Assigned task → Without altering a single character, set down all of the data below.

Task input →
▬▬▬▬▬▬▬▬▬▬

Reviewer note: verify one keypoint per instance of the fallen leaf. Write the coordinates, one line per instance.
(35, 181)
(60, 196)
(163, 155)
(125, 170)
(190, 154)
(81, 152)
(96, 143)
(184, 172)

▬▬▬▬▬▬▬▬▬▬

Solution →
Reviewer note: verify one keypoint per instance of the fallen leaf. Write the coordinates, one line per instance.
(35, 181)
(60, 196)
(163, 155)
(125, 170)
(190, 154)
(81, 152)
(96, 143)
(184, 172)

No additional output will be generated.